- Aim of the task: Display each line in the rows below that contains the word "grass", copying every such line in full.
=== Entries supplied ===
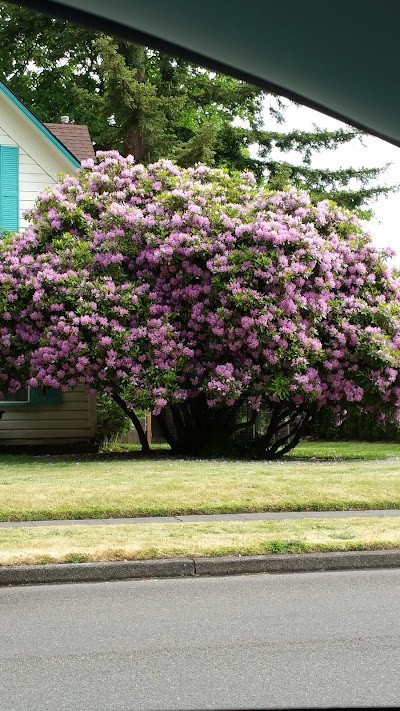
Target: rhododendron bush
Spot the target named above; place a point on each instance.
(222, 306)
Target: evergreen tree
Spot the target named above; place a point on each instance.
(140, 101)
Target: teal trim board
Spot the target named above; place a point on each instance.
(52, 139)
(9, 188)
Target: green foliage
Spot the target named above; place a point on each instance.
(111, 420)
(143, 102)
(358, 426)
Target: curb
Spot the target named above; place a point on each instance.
===
=== Entries supplied ===
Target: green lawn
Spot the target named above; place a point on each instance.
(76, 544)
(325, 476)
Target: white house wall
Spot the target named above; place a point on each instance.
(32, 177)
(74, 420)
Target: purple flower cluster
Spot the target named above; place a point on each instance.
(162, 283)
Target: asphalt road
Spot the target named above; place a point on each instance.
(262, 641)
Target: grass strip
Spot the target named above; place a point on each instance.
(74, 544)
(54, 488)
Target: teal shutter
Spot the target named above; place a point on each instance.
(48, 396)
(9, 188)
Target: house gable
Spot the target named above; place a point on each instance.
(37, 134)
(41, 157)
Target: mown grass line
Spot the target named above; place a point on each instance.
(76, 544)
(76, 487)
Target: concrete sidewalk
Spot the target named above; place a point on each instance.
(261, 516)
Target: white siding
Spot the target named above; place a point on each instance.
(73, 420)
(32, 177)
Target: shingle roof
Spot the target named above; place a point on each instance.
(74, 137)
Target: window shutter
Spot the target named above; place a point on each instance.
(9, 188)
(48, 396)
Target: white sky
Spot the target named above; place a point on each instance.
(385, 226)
===
=== Entries supplied ===
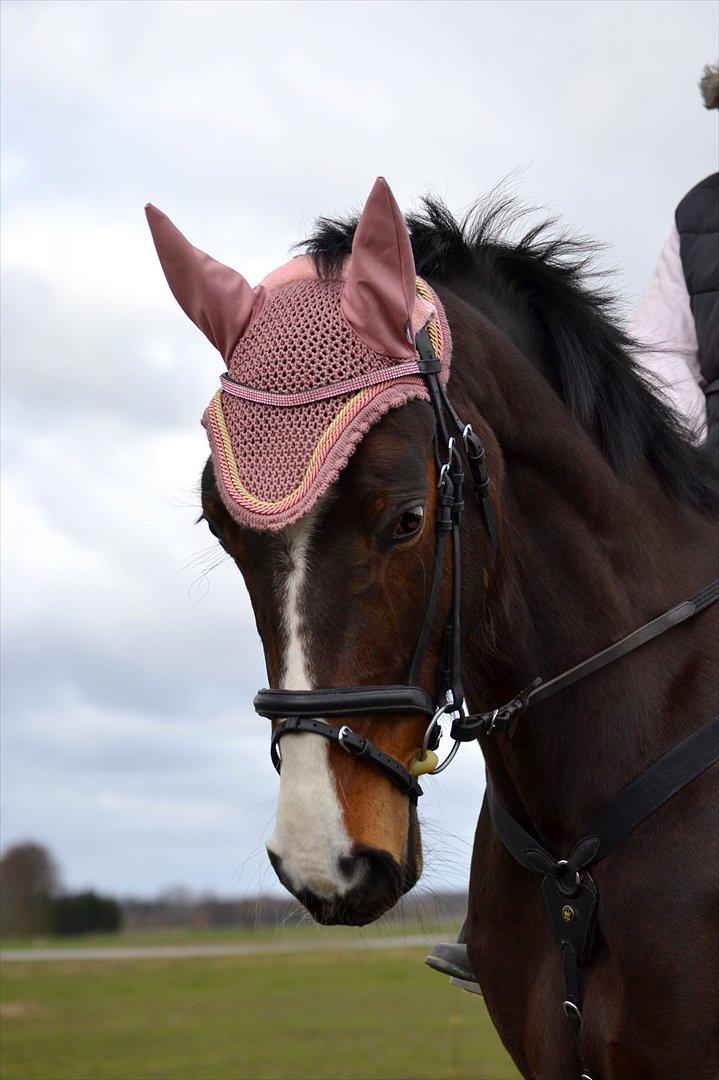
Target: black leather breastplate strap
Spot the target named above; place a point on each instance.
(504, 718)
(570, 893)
===
- Complete answer:
Target: grass strip
Target: mown grass line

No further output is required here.